Exercise task:
Can you rewrite the lines from the one containing "Class: turquoise water." up to and including the one containing "0, 0, 840, 241", with "Annotate" swapped for "Mark up" and nothing else altered?

-- begin --

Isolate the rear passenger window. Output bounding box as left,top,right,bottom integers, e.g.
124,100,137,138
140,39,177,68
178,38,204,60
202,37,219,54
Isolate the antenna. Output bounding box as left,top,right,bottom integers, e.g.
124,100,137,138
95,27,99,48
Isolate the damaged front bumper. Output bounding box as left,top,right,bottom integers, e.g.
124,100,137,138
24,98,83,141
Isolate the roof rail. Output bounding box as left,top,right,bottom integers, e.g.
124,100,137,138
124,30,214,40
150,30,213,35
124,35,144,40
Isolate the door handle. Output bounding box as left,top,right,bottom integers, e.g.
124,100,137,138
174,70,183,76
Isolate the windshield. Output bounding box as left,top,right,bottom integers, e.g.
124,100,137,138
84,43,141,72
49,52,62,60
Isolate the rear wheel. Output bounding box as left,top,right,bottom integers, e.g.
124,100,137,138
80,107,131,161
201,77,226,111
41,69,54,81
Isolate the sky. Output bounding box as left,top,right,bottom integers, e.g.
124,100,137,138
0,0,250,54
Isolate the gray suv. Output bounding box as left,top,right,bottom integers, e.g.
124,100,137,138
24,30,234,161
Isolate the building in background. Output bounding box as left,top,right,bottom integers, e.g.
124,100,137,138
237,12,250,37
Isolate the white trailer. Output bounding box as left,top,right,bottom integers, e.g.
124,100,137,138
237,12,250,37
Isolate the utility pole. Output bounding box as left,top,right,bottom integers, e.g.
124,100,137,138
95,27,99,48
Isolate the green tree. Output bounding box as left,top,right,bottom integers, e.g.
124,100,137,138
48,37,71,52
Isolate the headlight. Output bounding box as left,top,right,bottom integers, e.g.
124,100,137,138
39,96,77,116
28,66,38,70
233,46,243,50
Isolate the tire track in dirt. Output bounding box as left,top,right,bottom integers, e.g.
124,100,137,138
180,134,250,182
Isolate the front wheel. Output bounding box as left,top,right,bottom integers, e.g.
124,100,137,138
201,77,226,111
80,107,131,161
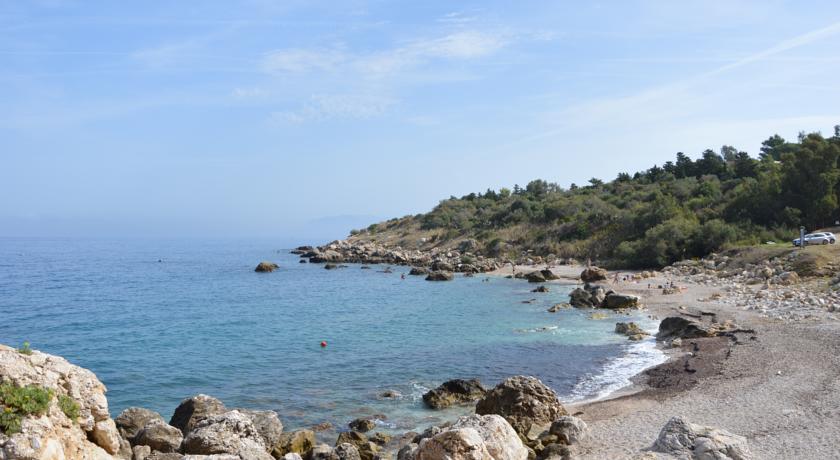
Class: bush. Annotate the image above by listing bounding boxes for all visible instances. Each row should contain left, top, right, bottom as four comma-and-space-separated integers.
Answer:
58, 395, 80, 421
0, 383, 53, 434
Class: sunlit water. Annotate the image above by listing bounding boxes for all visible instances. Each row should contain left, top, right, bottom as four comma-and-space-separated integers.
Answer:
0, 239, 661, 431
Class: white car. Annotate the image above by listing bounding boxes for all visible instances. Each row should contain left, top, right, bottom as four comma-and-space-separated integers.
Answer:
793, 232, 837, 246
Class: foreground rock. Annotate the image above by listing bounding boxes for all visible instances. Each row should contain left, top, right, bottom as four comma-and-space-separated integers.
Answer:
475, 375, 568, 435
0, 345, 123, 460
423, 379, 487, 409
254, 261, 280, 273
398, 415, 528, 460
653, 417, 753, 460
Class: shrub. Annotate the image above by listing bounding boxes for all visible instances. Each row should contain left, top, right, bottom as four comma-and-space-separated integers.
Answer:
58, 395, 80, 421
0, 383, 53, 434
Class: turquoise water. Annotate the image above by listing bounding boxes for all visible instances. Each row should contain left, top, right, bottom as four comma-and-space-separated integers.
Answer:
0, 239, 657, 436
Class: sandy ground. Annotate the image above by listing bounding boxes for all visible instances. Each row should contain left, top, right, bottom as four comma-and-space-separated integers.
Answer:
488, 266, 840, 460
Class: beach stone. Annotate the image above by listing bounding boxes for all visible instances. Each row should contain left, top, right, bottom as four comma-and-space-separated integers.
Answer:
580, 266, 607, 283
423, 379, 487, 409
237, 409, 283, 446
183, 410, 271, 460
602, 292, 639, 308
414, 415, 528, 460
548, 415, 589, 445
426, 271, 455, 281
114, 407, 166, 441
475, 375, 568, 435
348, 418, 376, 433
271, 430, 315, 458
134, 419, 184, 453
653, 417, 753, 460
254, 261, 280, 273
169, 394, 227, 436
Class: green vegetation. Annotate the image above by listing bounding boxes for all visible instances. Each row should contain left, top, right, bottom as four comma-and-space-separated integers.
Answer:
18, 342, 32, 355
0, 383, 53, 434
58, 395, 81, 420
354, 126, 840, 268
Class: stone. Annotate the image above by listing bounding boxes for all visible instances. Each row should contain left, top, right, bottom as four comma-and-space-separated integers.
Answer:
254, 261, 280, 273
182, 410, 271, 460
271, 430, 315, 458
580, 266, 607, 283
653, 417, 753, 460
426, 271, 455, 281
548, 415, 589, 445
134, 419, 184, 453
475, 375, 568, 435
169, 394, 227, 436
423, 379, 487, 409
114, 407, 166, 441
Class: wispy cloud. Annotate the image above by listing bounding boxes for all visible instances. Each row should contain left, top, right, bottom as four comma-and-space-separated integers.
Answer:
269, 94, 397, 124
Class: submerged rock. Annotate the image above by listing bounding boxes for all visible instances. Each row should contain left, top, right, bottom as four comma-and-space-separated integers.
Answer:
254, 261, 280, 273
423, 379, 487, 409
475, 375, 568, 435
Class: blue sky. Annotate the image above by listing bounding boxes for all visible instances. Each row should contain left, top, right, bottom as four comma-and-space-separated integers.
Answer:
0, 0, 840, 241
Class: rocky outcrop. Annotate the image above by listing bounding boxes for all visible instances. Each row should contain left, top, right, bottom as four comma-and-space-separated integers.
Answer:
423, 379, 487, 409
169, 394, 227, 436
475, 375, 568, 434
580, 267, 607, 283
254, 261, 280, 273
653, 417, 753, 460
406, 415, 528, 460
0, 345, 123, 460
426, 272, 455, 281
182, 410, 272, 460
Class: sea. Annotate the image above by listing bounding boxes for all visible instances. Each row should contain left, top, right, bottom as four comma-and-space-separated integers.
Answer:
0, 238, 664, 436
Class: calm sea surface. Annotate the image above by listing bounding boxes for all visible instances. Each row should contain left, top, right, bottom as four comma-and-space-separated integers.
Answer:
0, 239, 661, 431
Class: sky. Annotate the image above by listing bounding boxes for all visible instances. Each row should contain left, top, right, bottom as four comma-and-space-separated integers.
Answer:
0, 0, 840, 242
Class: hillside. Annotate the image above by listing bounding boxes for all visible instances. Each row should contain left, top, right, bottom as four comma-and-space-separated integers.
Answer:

-- end --

Final result:
Class: turquoise water. Mark up the image above by listing bounding boxes for all visible instances. Each row should contain left, top, right, bottom as four comma-and-space-separated integers.
Answer:
0, 239, 657, 436
Class: sandy ground. Mark up the image above by listing bounding boxes for all visible instances. Each row should contain left, top, right, bottom as four comma-and-space-separated integers.
Answer:
488, 266, 840, 460
Class: beach stone. Mark up the image above by listing bounding boxes for all visible instances. Each row should contain left, top, right, bottom as four comma-and-space-separated integers.
Answer:
580, 266, 607, 283
423, 379, 487, 409
237, 409, 283, 446
183, 410, 271, 460
602, 292, 639, 308
414, 415, 528, 460
548, 415, 589, 445
426, 271, 455, 281
114, 407, 166, 441
475, 375, 568, 435
348, 418, 376, 433
271, 430, 315, 458
134, 419, 184, 453
653, 417, 753, 460
254, 261, 280, 273
169, 394, 227, 436
Class: green vegetation. Mark up the image above by listing bounding boxes for all visible instances. Each row should contain left, top, right, bottom as four comma-and-space-separated integers.
Answer:
18, 342, 32, 355
0, 383, 53, 434
58, 395, 81, 420
354, 126, 840, 268
Class: stone. Mark up the image above by listing bounding boxes for all visible instances. Each row should contain left, top, right, bottom as four comma-and-space-separated integers.
Answer:
254, 261, 280, 273
182, 410, 271, 460
271, 430, 315, 458
580, 266, 607, 283
653, 417, 753, 460
426, 271, 455, 281
548, 415, 589, 445
134, 419, 184, 453
475, 375, 568, 435
169, 394, 227, 436
423, 379, 487, 409
114, 407, 166, 441
Class: wispy cloud. Mark up the image above by listing bounding boxes for all visible instances. Each row should contain left, top, right, bottom as four comma-and-space-separated integers.
Answer:
269, 94, 397, 124
Class: submerged rock. Mark up the image above by listing bounding boxes for all visible instances. Each row should contain left, top, right, bottom as four comma-and-space-separated integers.
Answer:
254, 261, 280, 273
423, 379, 487, 409
475, 375, 568, 435
Class: blue sky. Mark up the image above by listing bounding boxes for all visible instances. Each row should contain left, top, right, bottom as four comma-and-space-separated integers.
Answer:
0, 0, 840, 241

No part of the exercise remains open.